## Given exercise
In the forum thread about front coil springs, copy word for word the part that begins at the words "I have a Chevy" and stops after "3/4ths of a turn.".

+++ Passage shown +++

I have a Chevy in mine. T-10 4 speed, aluminum bell, aluminum flywheel, so it might actually be lighter than your automatic setup. IIRC, I cut my stock Commander front coils maybe 3/4ths of a turn.

Everybody's definition of "proper height and rake" is different. If your definition is similar to mine (see pic below) I can measure mine for you.



http://farm1.static.flickr.com/132/337488631_093fcbbeec_m.jpg
Dick Steinkamp
Bellingham, WA

gotcha
12-31-2006, 03:57 PM
Thanks Dick...I have always liked the way your car sits. The car does not have the front sheet metal on...however I have placed two full size adults on the frame horns, and the coils moved about 1/2 inch. About 320 lbs. You can jump up and down on the frame at the front frame horns, and not move the coils or a-arms one inch. (no shocks attached) You would think it would go up and down like a yo-yo. There is no binding, it is simply like the coils are rigid. It is a small block with DZ crossram (aluminum) dual holleys, tubular Sanderson headers, AC, etc. so it is somewhat light. I used the people to replicate the sheet metal weight for reference. (high tech) If you could give me some measurements, it would sure help. Thanks for the responses. Bob

Tom B
12-31-2006, 07:52 PM
When I had my '53 coupe rebuilt, (232 V8, OD transmission) HD springs were installed and it sat 3 inches too high in front. I had a spring shop remove two inches from the springs and it sits just right. I'm not sure what it would take with a SBC, but probably more. The HD springs must have been not for the V8, but for heavy duty service, cop car or taxi.

+++ Data excerpt +++

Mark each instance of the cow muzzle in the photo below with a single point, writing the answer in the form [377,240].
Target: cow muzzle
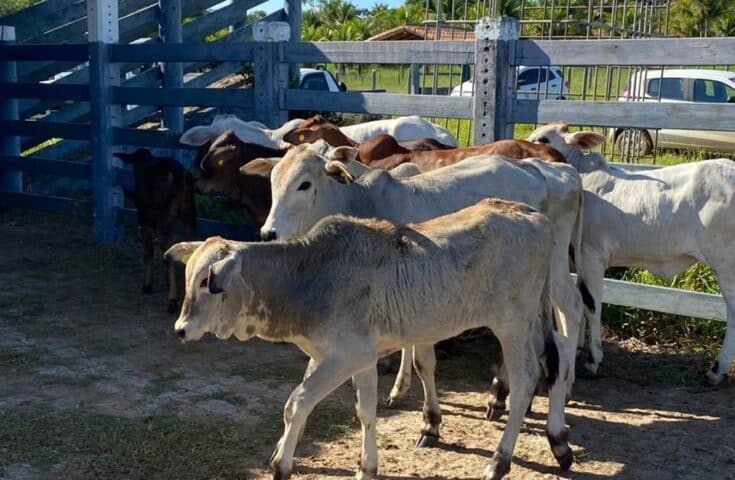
[268,235]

+++

## Output for this exercise
I have a Chevy in mine. T-10 4 speed, aluminum bell, aluminum flywheel, so it might actually be lighter than your automatic setup. IIRC, I cut my stock Commander front coils maybe 3/4ths of a turn.